→ SET PROBLEM 1
In the data appendix text, how many countries does the Penn World Table 6.1 cover?
→ SET PROBLEM 2
Continue the data appendix text from the point where it stops.

╭─ SUPPLIED TEXT

27. gamma(%)_ Growth rate of labor productivity calculated between the
year t and the year t-5.
Appendix: Data Source and Methodology
This appendix presents the data source and a description of the
methodology used to calculate the data set. The aim is to allow its users not
only to reproduce the data but also to make improvements to it. The data source
utilized is, basically, the Penn World Table 6.1 _ PWT 6.1. The PWT 6.1
displays for 168 countries a basic set of national accounts, relative prices,
and demographic data which allows comparisons between countries and over time.
The PWT 6.1 covers the 1950-2000 period for some countries and for
others it starts after 1950 and/or finishes before 2000. For the list of
variables and the exposition of the PWT methodology, see Summers, Heston, Aten
(2001). The PWT 6.1 was downloaded from http://pwt.econ.upenn.edu on
11/22/2003.
The procedures to calculate the variables that compose this data set and
are not obtained directly in the PWT 6.1 are described below.

╰─
╭─ INFORMATION PROVIDED

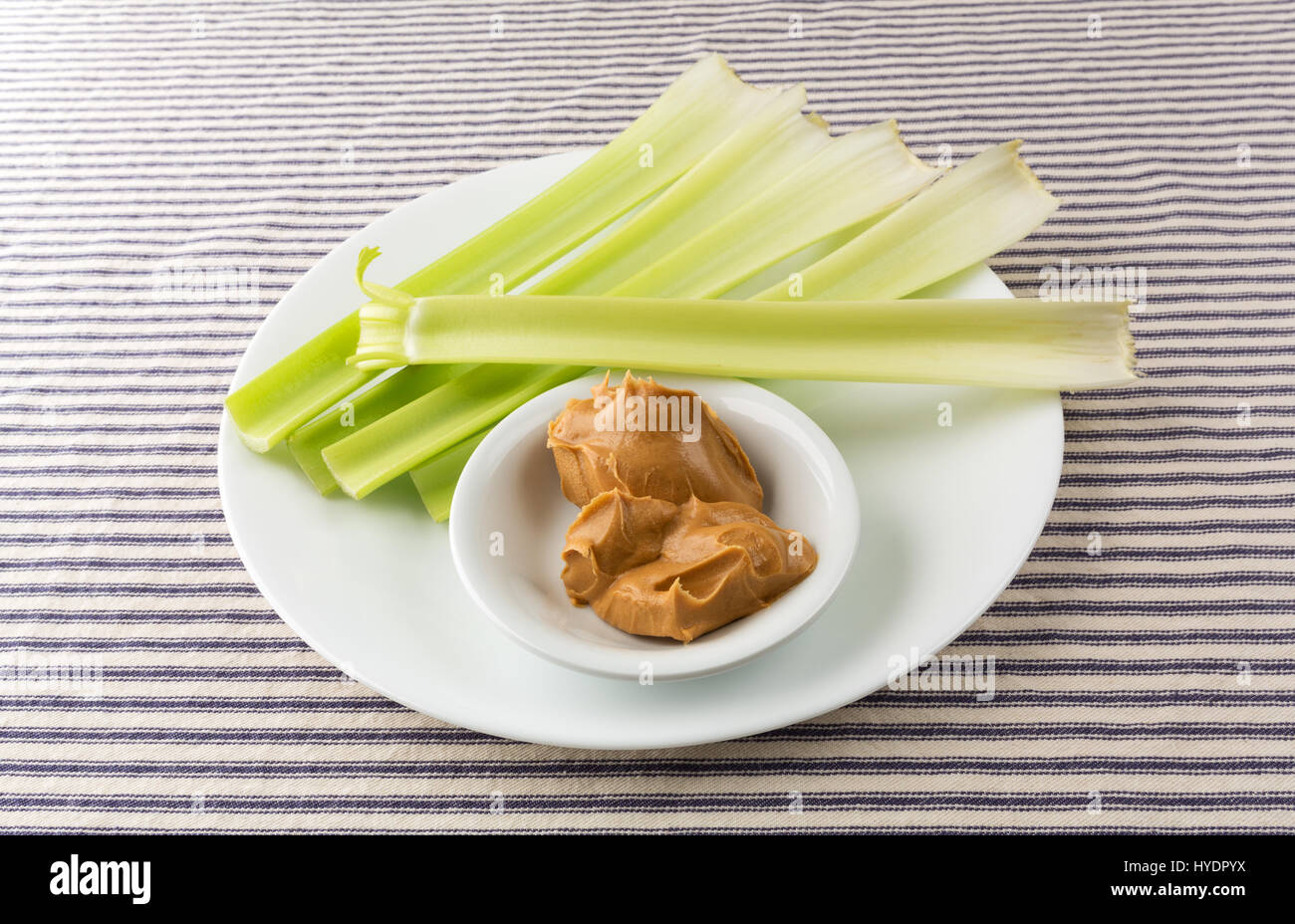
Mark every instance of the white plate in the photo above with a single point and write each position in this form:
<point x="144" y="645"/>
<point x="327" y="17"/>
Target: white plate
<point x="510" y="493"/>
<point x="949" y="515"/>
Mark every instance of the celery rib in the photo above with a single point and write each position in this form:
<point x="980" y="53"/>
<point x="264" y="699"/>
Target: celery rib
<point x="1009" y="344"/>
<point x="461" y="406"/>
<point x="869" y="169"/>
<point x="702" y="107"/>
<point x="307" y="441"/>
<point x="435" y="480"/>
<point x="778" y="143"/>
<point x="989" y="202"/>
<point x="993" y="198"/>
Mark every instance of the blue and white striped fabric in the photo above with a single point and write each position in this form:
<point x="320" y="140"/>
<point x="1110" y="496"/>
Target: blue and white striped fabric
<point x="168" y="171"/>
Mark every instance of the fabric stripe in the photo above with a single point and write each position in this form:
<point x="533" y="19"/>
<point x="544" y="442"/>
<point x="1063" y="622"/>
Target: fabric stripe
<point x="1145" y="656"/>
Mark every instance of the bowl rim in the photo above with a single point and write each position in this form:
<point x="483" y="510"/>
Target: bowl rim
<point x="791" y="613"/>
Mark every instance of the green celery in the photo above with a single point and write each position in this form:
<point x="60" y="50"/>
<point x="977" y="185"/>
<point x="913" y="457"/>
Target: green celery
<point x="435" y="480"/>
<point x="798" y="201"/>
<point x="980" y="207"/>
<point x="461" y="408"/>
<point x="706" y="104"/>
<point x="1010" y="344"/>
<point x="395" y="391"/>
<point x="954" y="227"/>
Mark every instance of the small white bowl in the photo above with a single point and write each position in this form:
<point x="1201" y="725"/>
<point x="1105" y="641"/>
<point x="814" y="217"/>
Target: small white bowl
<point x="509" y="519"/>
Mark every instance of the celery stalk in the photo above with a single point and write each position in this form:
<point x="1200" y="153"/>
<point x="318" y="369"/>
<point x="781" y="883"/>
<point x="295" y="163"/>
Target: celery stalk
<point x="980" y="207"/>
<point x="706" y="104"/>
<point x="307" y="441"/>
<point x="1010" y="344"/>
<point x="797" y="201"/>
<point x="983" y="206"/>
<point x="461" y="406"/>
<point x="435" y="480"/>
<point x="860" y="175"/>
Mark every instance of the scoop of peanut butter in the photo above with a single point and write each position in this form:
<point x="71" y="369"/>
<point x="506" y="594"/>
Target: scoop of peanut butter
<point x="651" y="567"/>
<point x="650" y="441"/>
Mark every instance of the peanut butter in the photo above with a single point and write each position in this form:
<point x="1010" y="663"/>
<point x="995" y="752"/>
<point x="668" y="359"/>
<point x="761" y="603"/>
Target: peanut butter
<point x="648" y="441"/>
<point x="652" y="567"/>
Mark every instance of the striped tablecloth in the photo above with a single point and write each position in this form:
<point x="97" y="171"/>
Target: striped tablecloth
<point x="169" y="169"/>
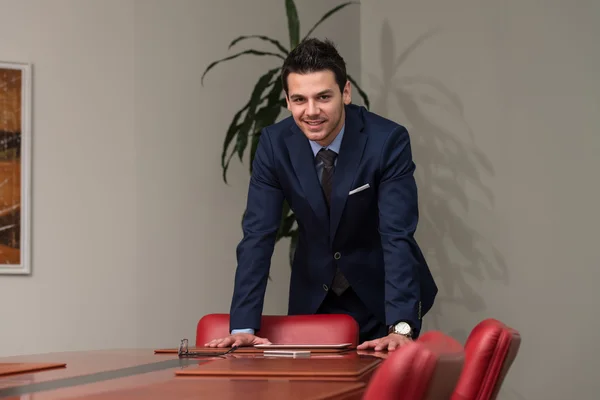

╰─

→ WRITTEN REPLY 1
168 countries.

→ WRITTEN REPLY 2
The variable N represents the number of workers. It is obtained dividing
the variable X by the real GDP per worker, RGDPW, in the PWT 5.v.6.
The variable fertility is the total fertility rate per woman. The
variable birth is the crude birth rate per 1000 population. The variable
mortality is the crude death rate per 1000 population. The source for these
variables are:
United Nations. World Population Prospects: the 1998 Revision. New York:
United Nations, v. 1, 1999.
The variable X ($/year) represents the GDP in 1996 purchasing power
parity (1996 PPP). It is obtained multiplying the variables population and the
real GDP per capital in 1996 PPP (chain index), respectively, pop
(000s) and rgdpch in
PWT 6.1. The result is multiplied
by 1000.
The
variable K ($/year) is our
estimated net fixed standardized capital stock. It is obtained
by the Perpetual Inventory Method (PIM) using the investment series computed
from the variable real investment share (ki) of GDP
presented in the PWT 6.1. There are two major problems in our attempt to
estimate the capital stock that involves strong simplifications. First, the
investment data is not presented by categories of gross fixed capital formation
and it includes the gross residential capital formation as well as change in
stocks. Second, the investment variable is reported for a short period of time.
The solution for these problems is to consider not only that all categories of
gross capital formation have the same asset life, but also that the asset life
is very short.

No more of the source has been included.